Rizer said the city always purchases homes for the market value determined by an independent appraiser, though a property owner can point out factual errors in the appraisal and have the home re-examined. Soon after the flood, the city used the pre-flood value and subtracted the amount of structural flood insurance payments that residents received to avoid doubling up on assistance. But as time passed, and pre-flood values became tougher to ascertain, the city used the current value and didn’t subtract out flood insurance, which residents had used to fix their homes.
Rizer noted that the appraisal district uses mathematical models to value properties, whereas the city appraises each home individually and follows specific provisions in federal law and guidelines.
The district also values homes as of Jan. 1 each year, Rizer said. If a homeowner fixes up the house after that date, she said, the home could be worth more than the district’s appraisal and the city could end up paying a higher price.
Paul Snyder, the district’s deputy chief of appraisal, defended the district’s appraisals. He said the district visited the properties affected by Onion Creek after the 2013 flood to ascertain their conditions and adjusted its appraisal models for the area.
The district has since gone back each year to revisit those properties, some of which have since been repaired. The total appraisal of flooded properties in Onion Creek dropped from $91.3 million at the start of 2013 to $71.3 million at the start of 2014, but rose back up to $100.8 million this year (not all that value will be on the tax rolls, as some properties have been purchased by the city).

**********

**SET TASK 1**. Using the text on the city's purchases of flooded homes, explain in one to three sentences why the city subtracted structural flood insurance payments from the pre-flood value soon after the flood.

**INPUT ROWS**.
**********

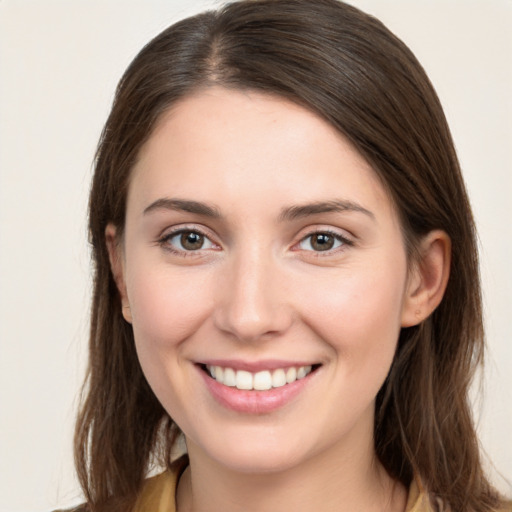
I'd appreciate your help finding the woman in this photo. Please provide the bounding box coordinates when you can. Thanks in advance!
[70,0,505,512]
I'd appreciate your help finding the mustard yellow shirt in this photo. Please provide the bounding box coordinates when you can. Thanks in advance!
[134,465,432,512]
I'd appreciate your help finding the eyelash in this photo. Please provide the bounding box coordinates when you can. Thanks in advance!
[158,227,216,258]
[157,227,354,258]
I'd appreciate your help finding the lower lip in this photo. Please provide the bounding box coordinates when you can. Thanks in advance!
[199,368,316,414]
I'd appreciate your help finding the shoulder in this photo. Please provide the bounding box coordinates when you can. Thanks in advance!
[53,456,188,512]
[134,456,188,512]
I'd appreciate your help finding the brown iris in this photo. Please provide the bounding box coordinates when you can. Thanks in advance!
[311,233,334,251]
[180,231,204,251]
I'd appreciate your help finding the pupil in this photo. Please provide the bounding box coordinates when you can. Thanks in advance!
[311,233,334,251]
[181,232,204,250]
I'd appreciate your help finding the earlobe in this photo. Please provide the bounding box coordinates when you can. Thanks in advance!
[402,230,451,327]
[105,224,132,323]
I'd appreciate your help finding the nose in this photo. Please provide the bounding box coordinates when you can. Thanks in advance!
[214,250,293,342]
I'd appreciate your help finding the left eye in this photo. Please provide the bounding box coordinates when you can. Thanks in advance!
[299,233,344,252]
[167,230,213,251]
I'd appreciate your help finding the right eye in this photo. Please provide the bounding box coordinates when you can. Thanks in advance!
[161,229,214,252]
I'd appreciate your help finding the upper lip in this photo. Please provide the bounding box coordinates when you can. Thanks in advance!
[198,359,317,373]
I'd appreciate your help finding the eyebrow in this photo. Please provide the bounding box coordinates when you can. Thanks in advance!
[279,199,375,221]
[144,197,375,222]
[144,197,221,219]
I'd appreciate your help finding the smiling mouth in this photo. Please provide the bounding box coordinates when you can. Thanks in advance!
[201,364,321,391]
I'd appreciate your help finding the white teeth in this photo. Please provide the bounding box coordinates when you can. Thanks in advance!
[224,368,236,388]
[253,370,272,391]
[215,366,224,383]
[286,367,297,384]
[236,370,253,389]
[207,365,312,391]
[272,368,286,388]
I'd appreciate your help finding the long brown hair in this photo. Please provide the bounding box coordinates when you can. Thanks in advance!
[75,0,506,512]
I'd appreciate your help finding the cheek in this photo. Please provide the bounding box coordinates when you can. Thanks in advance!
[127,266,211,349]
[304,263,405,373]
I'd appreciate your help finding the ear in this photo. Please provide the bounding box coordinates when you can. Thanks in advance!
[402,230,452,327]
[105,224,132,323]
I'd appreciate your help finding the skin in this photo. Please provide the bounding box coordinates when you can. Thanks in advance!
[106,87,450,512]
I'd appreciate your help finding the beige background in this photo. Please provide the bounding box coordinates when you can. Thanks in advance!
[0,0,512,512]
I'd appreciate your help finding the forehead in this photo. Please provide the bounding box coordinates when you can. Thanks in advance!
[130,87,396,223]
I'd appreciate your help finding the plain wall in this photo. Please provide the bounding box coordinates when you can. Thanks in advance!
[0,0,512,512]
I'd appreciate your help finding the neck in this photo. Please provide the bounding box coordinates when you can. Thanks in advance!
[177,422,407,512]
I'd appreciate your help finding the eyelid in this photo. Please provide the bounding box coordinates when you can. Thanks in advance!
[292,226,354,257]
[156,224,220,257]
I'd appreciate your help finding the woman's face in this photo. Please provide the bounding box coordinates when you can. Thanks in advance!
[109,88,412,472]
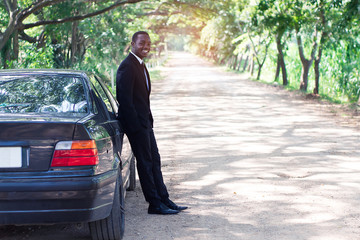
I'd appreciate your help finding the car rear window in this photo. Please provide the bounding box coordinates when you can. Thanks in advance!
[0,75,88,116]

**********

**SET TASK 2**. Edit the listing from its first line through the line holding "[199,368,316,414]", inclusive, so that "photo" becomes "image" and nothing else changes. Leave the pictures out.

**EXERCISE RESULT 1**. The city subtracted those payments to avoid doubling up on assistance. Residents had already received structural flood insurance payments for their homes.

**EXERCISE RESULT 2**.
I'd appreciate your help finding the woman in this image. Please provide the bounding box coordinates when you can. Thanks in advance!
[70,0,505,512]
I'd appreciate your help finding the mustard yellow shirt in this image. Please provide the bounding box coordinates when you can. Thanks in advance!
[134,465,432,512]
I'd appreciate your help finding the eyelash in this image. Please provide the bounding box coordinates when you can. Thanks in advance!
[158,227,216,258]
[157,227,354,258]
I'd appreciate your help finding the lower lip in this image. Please provide the bounding box coordinates when you can. Thanks in advance!
[199,368,316,414]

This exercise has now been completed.